● **Consigne A**
Pour chacune des affirmations suivantes, dites si elle concorde avec l'entretien sur la SP en répondant par oui ou non, avec les mots décisifs du texte cités tels quels : (i) l'enquête nationale a été menée auprès de 743 personnes atteintes de SP ; (ii) le registre HITMS existe depuis 2010 ; (iii) le financement des projets et des allocations étudiantes constitue le principal défi.
● **Consigne B**
Recopiez le passage de l'entretien sur la SP allant de « J’ai toujours aimé » jusqu'à « projets de recherche. ».

● **Extrait du document**
========================================================================
Qu’est-ce qui vous a amenée à vous intéresser à la recherche sur la SP? Qu’est-ce qui vous incite à poursuivre des travaux dans ce domaine?

C’est pendant la période où j’ai été physiothérapeute dans une clinique de SP que je me suis rendu compte que les patients recevaient des éléments d’information ambigus et parfois contradictoires sur l’exercice et la réadaptation. J’ai découvert à l’époque que le corpus de données probantes à l’appui de l’utilisation de l’exercice et de la réadaptation chez les personnes atteintes de SP était très limité, contrairement à celui dont on disposait pour d’autres troubles neurologiques comme l’AVC. Je me suis donc proposé de remédier à cette situation. J’ai compris que les gens âgés vivant avec la SP depuis des décennies seraient d’importantes sources de connaissances pour quiconque souhaiterait apprendre à mener une longue vie en santé malgré la SP. Mes interactions avec ces personnes m’ont incitée à entreprendre une enquête nationale sur la santé et le vieillissement des gens atteints de SP auprès de 743 d’entre eux répartis aux quatre coins du pays. Par ailleurs, j’étais déterminée à améliorer la prise en charge des personnes atteintes de cette maladie, parce que plusieurs de mes anciens camarades de classe et de mes collègues ont la SP et que je souhaite qu’ils aient de meilleures options à leur disposition.

Qu’est-ce qui vous plaît le plus dans la recherche et quels sont les plus grands défis auxquels vous faites face?

J’ai toujours aimé interagir avec les participants à nos programmes de recherche et être ainsi témoin des conséquences directes de ces travaux à l’échelle individuelle. De plus, la supervision des étudiants et les activités destinées à aider ces derniers à acquérir les compétences nécessaires pour former la prochaine génération de chercheurs spécialistes de la SP sont très gratifiantes. Bien entendu, l’obtention d’un financement pour les projets de recherche et d’allocations destinées aux étudiants au cycle supérieur demeure le principal défi à relever. On ne peut pas nier qu’il est parfois difficile de convaincre les organismes subventionnaires de l’utilité et de l’importance de nos projets de recherche.

Quelle importance accordez-vous à la collaboration et dans quelle mesure y avez-vous recours dans le cadre de vos travaux de recherche?

Il est essentiel que je noue des partenariats avec d’autres chercheurs et d’autres laboratoires pour pouvoir mener à bien le type de travaux de recherche que j’entreprends (études d’intervention). Je travaille avec des scientifiques établis dans presque toutes les provinces du Canada et dans d’autres pays. De plus, je collabore étroitement avec des personnes atteintes de SP afin de m’assurer que nos efforts portent bien sur des problèmes qui sont importants à leurs yeux. Tout projet de recherche est une vaste entreprise, et la collaboration est un gage de résultats concluants pouvant changer la donne. Par exemple, depuis 2015, M. Craig Moore, Ph. D., le Dr Mark Stefanelli, neurologue spécialiste de la SP, des membres de la collectivité de la SP de Terre-Neuve-et-Labrador et moi-même avons créé le registre HITMS (Health Innovation Team in MS; équipe d’innovation en santé dans le contexte de la SP), soit une base de données sur le profil clinique annuel des personnes suivies, le fonctionnement des membres inférieurs et supérieurs, la cognition, l’excitabilité du cerveau, la forme physique et le profil neuro-immunitaire. Ce registre vise à nous permettre de comprendre comment les interactions entre les facteurs relatifs à la santé et au mode de vie, tels que la forme physique, d’une part, et l’axe neuro-immunitaire et les facteurs épigénétiques, d’autre part, influent sur la progression de la SP. À ce jour, nous avons recruté plus de 210 sujets atteints de SP (qui comptent plus de 500 visites individuelles). Nous espérons que nos découvertes auront des effets positifs notables sur la vie des personnes atteintes de SP au cours des prochaines années.
========================================================================
● **Extrait de données**
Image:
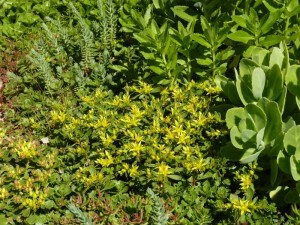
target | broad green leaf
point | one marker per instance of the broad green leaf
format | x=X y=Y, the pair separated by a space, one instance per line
x=289 y=122
x=292 y=79
x=240 y=20
x=292 y=197
x=204 y=23
x=180 y=12
x=274 y=171
x=148 y=14
x=157 y=70
x=28 y=18
x=276 y=57
x=232 y=153
x=235 y=137
x=229 y=89
x=295 y=168
x=246 y=68
x=3 y=220
x=244 y=91
x=283 y=162
x=248 y=135
x=175 y=177
x=259 y=55
x=250 y=155
x=142 y=38
x=234 y=116
x=274 y=122
x=260 y=138
x=274 y=84
x=257 y=116
x=258 y=82
x=268 y=24
x=282 y=99
x=200 y=39
x=298 y=102
x=270 y=40
x=241 y=36
x=291 y=140
x=204 y=62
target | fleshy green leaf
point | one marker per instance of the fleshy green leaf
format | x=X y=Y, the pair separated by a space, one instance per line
x=258 y=82
x=241 y=36
x=291 y=140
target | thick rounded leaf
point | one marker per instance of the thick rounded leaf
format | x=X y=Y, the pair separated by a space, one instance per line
x=260 y=138
x=241 y=36
x=235 y=137
x=288 y=123
x=298 y=101
x=274 y=84
x=283 y=162
x=232 y=153
x=260 y=55
x=282 y=99
x=257 y=115
x=292 y=197
x=250 y=155
x=258 y=82
x=229 y=89
x=274 y=171
x=234 y=116
x=246 y=67
x=292 y=79
x=248 y=135
x=245 y=92
x=291 y=141
x=295 y=168
x=274 y=123
x=276 y=57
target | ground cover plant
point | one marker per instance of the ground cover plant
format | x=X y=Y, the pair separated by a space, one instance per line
x=150 y=112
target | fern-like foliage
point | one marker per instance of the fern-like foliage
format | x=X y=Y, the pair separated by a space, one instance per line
x=159 y=216
x=88 y=50
x=84 y=219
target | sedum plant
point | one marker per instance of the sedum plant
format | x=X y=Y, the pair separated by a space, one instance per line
x=266 y=127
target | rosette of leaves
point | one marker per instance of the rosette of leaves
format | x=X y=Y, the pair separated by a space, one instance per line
x=254 y=130
x=261 y=76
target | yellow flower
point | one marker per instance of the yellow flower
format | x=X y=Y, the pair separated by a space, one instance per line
x=90 y=100
x=242 y=205
x=136 y=148
x=3 y=193
x=107 y=140
x=245 y=181
x=105 y=162
x=58 y=116
x=163 y=171
x=133 y=171
x=26 y=150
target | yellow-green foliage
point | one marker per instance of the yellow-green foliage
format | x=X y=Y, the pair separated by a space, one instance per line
x=140 y=136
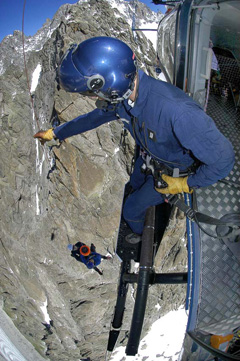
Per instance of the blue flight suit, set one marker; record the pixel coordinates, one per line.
(170, 127)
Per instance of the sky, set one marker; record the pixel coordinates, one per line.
(36, 13)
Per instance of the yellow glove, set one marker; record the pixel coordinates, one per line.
(175, 185)
(45, 135)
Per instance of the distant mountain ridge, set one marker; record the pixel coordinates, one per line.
(52, 196)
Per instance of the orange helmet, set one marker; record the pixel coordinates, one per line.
(85, 250)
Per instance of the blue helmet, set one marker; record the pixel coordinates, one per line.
(102, 66)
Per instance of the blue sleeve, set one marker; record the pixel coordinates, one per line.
(198, 133)
(84, 123)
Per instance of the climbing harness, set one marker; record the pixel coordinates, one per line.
(156, 169)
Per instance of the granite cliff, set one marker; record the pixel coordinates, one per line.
(52, 196)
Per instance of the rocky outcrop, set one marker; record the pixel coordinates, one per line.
(52, 196)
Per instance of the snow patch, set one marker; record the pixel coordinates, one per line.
(35, 78)
(47, 318)
(161, 342)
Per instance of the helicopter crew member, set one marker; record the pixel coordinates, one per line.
(172, 130)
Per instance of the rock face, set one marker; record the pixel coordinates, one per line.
(52, 196)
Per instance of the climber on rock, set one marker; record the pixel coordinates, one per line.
(87, 255)
(181, 148)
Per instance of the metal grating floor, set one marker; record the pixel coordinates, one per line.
(219, 306)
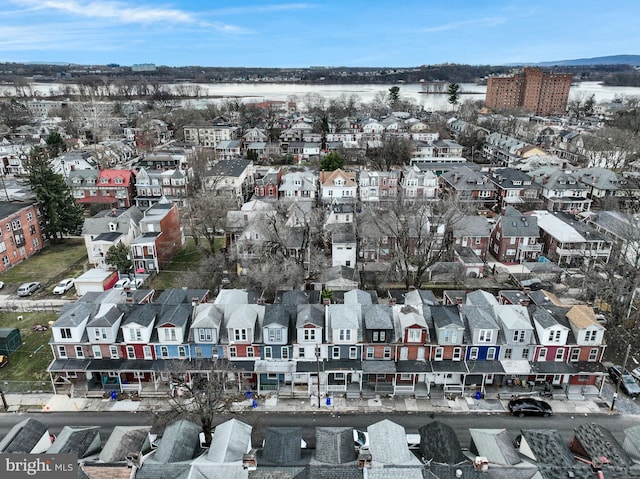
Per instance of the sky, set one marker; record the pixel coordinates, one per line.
(353, 33)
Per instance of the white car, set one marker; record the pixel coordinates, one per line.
(122, 283)
(63, 286)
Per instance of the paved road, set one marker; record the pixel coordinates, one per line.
(411, 421)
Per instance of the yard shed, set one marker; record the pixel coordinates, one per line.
(10, 341)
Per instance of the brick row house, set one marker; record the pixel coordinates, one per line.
(364, 346)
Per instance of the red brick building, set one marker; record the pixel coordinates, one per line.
(543, 93)
(20, 235)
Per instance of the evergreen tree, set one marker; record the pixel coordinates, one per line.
(61, 215)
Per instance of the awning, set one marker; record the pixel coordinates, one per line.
(378, 367)
(516, 367)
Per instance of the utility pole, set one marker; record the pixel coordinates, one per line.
(624, 367)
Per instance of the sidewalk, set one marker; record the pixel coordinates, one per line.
(61, 403)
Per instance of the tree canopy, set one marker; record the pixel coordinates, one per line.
(61, 215)
(332, 161)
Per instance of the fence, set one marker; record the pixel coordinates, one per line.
(26, 387)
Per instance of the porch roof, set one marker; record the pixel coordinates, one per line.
(379, 366)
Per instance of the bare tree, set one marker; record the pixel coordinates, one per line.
(420, 235)
(201, 390)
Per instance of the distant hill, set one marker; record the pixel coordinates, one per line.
(633, 60)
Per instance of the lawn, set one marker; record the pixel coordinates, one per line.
(29, 363)
(49, 266)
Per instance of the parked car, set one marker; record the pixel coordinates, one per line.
(27, 289)
(628, 383)
(63, 286)
(122, 283)
(529, 407)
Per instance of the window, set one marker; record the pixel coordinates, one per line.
(169, 334)
(439, 354)
(345, 335)
(240, 334)
(275, 335)
(205, 334)
(485, 335)
(414, 335)
(575, 354)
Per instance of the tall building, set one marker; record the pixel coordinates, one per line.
(540, 92)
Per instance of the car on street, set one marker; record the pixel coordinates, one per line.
(63, 286)
(27, 289)
(529, 407)
(628, 383)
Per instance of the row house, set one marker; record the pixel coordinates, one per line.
(154, 185)
(377, 186)
(20, 234)
(568, 241)
(514, 188)
(515, 237)
(469, 186)
(209, 136)
(355, 348)
(108, 228)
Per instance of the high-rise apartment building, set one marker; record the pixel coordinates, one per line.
(540, 92)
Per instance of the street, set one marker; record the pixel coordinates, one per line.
(410, 421)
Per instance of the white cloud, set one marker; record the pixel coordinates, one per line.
(482, 22)
(123, 13)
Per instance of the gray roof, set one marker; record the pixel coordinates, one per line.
(179, 442)
(388, 444)
(439, 443)
(82, 440)
(310, 313)
(74, 314)
(334, 445)
(23, 437)
(124, 441)
(282, 445)
(495, 445)
(231, 440)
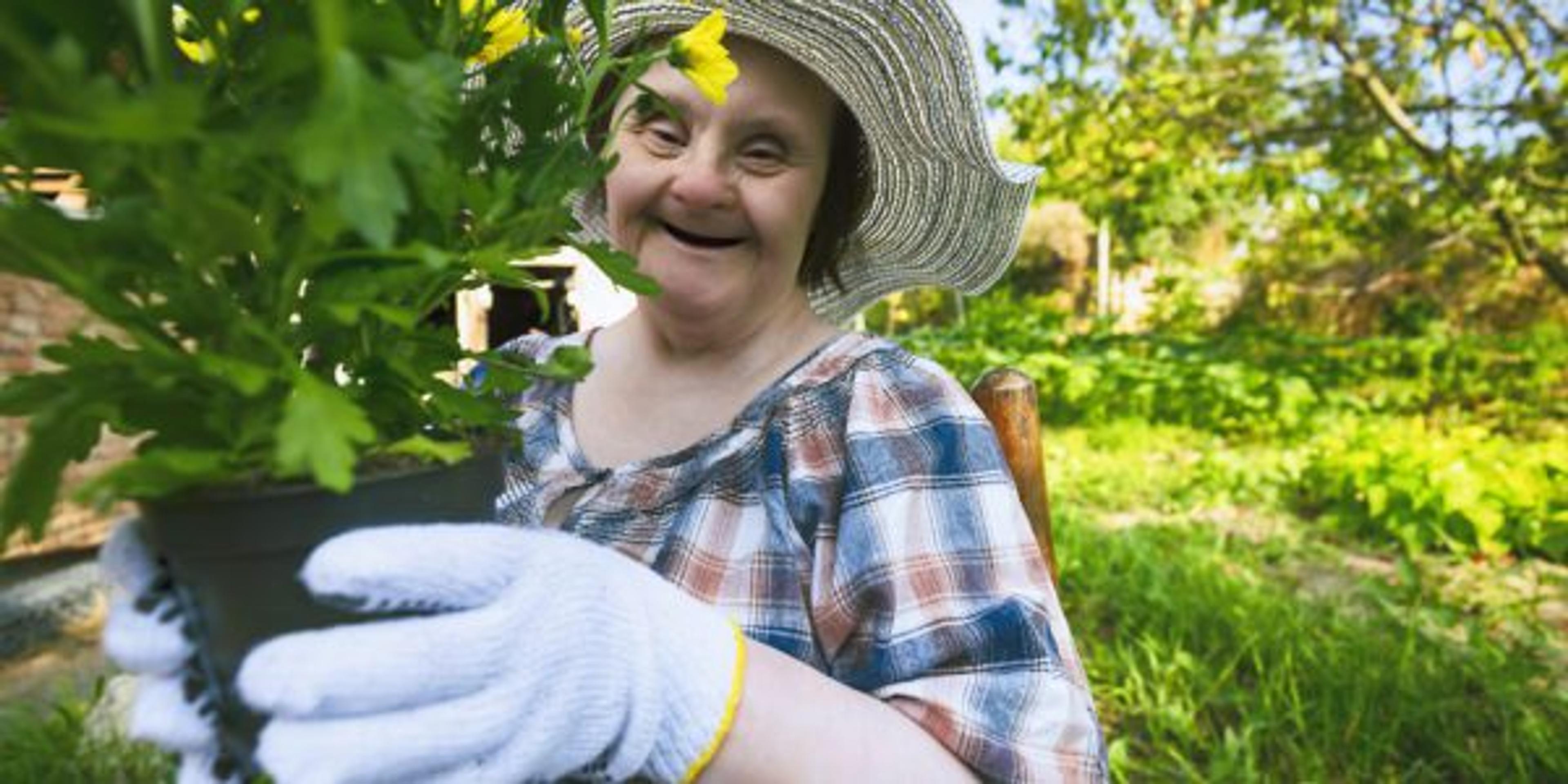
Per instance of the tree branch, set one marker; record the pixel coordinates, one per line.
========================================================================
● **Zone de réponse A**
(i) Oui : « auprès de 743 d’entre eux répartis aux quatre coins du pays ».
(ii) Non : « depuis 2015 ».
(iii) Oui : « l’obtention d’un financement pour les projets de recherche et d’allocations destinées aux étudiants au cycle supérieur demeure le principal défi à relever ».

● **Zone de réponse B**
J’ai toujours aimé interagir avec les participants à nos programmes de recherche et être ainsi témoin des conséquences directes de ces travaux à l’échelle individuelle. De plus, la supervision des étudiants et les activités destinées à aider ces derniers à acquérir les compétences nécessaires pour former la prochaine génération de chercheurs spécialistes de la SP sont très gratifiantes. Bien entendu, l’obtention d’un financement pour les projets de recherche et d’allocations destinées aux étudiants au cycle supérieur demeure le principal défi à relever. On ne peut pas nier qu’il est parfois difficile de convaincre les organismes subventionnaires de l’utilité et de l’importance de nos projets de recherche.